If you tally case-sensitively, how many lines in the collected data below contain the string "branch"? Reply with the number only.

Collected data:
+--

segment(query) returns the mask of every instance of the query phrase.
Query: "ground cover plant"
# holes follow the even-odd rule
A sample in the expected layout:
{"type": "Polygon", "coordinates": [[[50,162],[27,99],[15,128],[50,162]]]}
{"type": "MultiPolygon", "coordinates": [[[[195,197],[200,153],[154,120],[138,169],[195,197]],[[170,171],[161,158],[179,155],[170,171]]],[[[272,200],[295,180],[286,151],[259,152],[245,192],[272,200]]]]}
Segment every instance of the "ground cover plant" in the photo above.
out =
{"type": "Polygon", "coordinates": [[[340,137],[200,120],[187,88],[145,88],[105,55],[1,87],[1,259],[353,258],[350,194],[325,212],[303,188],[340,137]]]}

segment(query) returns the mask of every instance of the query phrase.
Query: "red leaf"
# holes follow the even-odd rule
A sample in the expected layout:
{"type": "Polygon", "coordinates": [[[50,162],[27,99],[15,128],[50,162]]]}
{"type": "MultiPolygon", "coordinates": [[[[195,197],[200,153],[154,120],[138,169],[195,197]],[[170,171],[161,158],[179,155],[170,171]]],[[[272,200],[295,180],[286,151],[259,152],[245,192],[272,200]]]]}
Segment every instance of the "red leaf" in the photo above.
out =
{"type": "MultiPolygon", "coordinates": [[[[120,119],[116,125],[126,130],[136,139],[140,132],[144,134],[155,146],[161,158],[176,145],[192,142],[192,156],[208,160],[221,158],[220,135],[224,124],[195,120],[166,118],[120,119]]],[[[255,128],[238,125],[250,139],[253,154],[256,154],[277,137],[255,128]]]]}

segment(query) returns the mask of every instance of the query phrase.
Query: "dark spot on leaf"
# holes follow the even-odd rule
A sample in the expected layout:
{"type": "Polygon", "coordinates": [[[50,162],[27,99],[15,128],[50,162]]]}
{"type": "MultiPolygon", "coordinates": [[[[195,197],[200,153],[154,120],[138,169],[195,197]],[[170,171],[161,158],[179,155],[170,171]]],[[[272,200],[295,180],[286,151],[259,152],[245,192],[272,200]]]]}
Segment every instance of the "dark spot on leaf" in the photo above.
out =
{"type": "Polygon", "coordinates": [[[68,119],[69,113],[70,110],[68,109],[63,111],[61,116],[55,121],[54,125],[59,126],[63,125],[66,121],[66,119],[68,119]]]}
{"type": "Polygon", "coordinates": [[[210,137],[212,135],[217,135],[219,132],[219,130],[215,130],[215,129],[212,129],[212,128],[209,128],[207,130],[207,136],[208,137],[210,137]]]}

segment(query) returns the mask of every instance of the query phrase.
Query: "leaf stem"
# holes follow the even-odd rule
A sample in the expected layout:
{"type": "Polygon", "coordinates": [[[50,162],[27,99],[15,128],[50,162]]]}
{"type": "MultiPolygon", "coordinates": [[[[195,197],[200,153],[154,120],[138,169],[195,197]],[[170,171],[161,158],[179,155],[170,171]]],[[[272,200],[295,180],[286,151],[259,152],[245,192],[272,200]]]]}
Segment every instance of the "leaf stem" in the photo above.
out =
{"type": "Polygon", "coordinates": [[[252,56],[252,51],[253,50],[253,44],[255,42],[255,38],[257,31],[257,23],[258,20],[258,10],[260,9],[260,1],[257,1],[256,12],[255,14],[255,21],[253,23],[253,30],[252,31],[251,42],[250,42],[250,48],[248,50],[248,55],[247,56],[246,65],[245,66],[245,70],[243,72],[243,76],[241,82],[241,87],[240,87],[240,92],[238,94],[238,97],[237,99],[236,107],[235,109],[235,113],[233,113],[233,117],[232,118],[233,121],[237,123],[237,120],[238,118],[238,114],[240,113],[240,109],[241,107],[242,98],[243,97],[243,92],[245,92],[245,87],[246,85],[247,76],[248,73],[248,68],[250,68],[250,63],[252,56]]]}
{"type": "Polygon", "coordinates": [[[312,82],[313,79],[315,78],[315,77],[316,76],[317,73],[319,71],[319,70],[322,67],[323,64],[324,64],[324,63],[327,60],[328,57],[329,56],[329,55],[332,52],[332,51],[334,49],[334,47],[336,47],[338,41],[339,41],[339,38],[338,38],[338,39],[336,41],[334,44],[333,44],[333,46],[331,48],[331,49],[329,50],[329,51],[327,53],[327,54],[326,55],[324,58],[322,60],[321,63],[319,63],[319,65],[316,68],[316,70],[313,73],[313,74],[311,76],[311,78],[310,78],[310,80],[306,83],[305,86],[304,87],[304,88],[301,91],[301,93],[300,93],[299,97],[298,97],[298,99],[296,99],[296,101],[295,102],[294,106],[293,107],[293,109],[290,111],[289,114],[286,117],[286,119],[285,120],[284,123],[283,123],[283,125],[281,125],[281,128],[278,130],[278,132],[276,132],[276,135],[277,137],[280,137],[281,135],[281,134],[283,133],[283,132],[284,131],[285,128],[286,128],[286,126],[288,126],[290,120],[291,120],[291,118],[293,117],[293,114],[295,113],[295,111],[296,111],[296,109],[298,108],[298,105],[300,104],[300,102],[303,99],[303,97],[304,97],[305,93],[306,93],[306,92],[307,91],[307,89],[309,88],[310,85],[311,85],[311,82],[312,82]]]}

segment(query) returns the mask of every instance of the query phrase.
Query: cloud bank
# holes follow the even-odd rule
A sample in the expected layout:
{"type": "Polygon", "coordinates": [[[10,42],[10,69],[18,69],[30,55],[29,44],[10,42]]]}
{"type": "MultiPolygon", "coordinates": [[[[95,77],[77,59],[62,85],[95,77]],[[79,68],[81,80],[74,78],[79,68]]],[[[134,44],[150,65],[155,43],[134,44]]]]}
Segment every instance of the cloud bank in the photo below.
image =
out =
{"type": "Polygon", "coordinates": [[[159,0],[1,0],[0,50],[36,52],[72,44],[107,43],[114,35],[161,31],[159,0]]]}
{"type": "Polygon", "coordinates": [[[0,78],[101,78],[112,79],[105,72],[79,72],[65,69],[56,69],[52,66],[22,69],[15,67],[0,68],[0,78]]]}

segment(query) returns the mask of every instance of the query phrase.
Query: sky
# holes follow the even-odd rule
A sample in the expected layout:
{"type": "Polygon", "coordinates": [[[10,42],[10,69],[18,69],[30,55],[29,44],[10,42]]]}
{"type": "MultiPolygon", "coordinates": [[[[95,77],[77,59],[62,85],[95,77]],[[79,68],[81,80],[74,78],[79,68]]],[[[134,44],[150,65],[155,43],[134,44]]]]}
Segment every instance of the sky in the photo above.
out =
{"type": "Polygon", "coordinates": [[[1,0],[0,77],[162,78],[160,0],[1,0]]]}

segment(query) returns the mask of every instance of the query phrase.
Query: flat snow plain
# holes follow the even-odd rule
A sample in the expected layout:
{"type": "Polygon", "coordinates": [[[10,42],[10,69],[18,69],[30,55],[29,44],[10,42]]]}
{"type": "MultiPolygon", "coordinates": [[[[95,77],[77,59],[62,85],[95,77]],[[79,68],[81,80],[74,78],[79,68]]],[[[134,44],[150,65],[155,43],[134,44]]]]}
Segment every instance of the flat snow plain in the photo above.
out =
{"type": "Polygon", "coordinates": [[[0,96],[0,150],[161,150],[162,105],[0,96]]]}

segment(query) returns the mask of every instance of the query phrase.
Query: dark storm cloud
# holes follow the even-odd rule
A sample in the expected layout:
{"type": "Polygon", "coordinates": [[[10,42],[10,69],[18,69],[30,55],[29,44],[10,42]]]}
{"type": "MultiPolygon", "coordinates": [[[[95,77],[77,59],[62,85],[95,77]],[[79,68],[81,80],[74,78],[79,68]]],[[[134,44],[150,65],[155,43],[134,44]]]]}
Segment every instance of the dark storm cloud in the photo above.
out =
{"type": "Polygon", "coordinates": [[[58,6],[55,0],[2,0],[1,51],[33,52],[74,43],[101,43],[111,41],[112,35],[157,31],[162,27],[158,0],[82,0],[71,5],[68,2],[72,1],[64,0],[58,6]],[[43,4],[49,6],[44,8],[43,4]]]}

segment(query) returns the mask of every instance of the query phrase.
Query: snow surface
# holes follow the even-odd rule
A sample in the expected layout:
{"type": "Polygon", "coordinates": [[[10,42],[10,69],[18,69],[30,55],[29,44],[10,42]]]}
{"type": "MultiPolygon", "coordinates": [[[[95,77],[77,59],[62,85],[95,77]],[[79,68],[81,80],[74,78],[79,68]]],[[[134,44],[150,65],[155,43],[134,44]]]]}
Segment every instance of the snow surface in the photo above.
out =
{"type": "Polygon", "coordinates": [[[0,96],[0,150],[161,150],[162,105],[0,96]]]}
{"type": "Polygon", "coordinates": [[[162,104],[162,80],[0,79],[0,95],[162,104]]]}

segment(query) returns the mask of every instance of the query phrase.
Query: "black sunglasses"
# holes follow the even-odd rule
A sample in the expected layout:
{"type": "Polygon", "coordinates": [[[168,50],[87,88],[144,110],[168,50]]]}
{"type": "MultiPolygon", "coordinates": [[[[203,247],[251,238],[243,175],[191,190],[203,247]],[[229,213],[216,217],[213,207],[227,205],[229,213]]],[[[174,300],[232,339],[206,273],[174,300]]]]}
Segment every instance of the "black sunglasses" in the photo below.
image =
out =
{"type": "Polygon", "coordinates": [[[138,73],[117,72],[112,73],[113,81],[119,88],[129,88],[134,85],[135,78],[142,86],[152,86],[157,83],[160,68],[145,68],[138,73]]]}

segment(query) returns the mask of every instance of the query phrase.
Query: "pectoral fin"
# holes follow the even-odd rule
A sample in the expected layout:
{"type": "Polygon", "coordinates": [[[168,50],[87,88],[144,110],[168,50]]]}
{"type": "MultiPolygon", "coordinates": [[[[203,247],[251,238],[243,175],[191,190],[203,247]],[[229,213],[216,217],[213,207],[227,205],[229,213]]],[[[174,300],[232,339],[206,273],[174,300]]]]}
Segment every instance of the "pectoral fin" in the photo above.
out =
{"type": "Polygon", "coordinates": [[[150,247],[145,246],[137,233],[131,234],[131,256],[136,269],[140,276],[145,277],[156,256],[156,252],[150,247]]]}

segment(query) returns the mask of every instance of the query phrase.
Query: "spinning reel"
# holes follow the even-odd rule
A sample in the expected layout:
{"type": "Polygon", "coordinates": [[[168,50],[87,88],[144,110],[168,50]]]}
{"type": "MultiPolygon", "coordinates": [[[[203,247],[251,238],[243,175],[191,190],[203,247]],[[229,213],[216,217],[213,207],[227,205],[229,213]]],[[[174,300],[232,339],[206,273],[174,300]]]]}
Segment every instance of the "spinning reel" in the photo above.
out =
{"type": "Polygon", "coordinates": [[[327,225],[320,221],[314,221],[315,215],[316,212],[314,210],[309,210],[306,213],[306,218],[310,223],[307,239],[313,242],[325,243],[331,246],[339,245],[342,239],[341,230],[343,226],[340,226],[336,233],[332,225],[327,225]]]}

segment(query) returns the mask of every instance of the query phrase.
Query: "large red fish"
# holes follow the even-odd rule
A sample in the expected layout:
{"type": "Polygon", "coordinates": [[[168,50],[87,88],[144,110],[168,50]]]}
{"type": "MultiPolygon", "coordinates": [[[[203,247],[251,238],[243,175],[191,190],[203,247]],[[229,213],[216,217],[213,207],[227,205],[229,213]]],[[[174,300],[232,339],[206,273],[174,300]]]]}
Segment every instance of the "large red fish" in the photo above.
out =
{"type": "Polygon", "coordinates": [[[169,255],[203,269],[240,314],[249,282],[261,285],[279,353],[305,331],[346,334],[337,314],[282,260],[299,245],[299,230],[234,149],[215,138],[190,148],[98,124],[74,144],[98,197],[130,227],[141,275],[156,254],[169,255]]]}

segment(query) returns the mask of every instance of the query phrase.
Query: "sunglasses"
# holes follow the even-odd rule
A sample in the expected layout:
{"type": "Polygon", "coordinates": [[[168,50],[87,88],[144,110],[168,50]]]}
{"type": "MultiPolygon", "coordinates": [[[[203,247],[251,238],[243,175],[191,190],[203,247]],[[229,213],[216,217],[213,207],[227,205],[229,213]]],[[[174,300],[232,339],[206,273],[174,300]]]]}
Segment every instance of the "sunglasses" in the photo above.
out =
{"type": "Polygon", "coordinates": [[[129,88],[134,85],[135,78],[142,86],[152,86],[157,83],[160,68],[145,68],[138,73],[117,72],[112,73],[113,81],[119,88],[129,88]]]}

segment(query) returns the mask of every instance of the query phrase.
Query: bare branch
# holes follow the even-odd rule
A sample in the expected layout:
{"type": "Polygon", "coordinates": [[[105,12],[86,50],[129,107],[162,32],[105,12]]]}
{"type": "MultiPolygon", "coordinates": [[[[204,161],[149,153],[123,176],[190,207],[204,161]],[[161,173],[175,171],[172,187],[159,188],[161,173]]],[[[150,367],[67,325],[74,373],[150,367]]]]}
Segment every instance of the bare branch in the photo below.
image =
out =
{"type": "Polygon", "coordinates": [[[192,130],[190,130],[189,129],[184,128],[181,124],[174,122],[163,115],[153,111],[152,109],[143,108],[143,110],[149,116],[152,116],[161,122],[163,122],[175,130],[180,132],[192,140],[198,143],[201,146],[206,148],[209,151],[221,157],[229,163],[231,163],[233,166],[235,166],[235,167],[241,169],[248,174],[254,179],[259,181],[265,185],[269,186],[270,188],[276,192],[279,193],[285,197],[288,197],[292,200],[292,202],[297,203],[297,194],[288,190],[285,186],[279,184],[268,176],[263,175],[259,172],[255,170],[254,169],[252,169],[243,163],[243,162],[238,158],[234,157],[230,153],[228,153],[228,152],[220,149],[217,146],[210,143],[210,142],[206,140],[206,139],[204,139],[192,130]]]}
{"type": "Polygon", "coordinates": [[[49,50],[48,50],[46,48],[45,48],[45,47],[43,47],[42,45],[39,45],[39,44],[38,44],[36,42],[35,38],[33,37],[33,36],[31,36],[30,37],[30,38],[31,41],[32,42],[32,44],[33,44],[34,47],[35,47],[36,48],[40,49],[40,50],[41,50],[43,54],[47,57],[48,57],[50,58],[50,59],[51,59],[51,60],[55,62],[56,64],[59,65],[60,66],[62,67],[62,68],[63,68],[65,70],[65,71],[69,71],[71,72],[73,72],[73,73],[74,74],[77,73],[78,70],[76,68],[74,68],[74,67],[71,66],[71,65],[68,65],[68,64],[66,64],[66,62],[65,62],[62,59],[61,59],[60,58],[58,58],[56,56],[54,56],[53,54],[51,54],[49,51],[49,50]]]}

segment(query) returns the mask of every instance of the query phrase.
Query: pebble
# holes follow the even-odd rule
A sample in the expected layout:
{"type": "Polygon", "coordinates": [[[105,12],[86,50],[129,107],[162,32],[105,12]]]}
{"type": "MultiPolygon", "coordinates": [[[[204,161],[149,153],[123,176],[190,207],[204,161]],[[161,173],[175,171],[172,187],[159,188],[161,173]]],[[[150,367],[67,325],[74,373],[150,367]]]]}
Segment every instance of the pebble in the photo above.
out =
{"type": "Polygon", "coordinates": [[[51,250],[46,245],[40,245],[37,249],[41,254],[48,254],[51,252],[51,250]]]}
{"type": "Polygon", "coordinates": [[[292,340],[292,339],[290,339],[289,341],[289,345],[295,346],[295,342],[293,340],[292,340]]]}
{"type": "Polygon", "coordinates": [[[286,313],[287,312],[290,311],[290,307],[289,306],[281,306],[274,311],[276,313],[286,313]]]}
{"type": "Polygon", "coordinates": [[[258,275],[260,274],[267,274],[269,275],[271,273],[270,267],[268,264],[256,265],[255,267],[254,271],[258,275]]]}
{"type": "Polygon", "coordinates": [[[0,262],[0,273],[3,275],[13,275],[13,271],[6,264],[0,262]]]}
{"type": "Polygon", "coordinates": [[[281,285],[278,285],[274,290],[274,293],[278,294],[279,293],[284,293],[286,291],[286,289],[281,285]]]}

+--

* [SOLUTION BELOW]: 2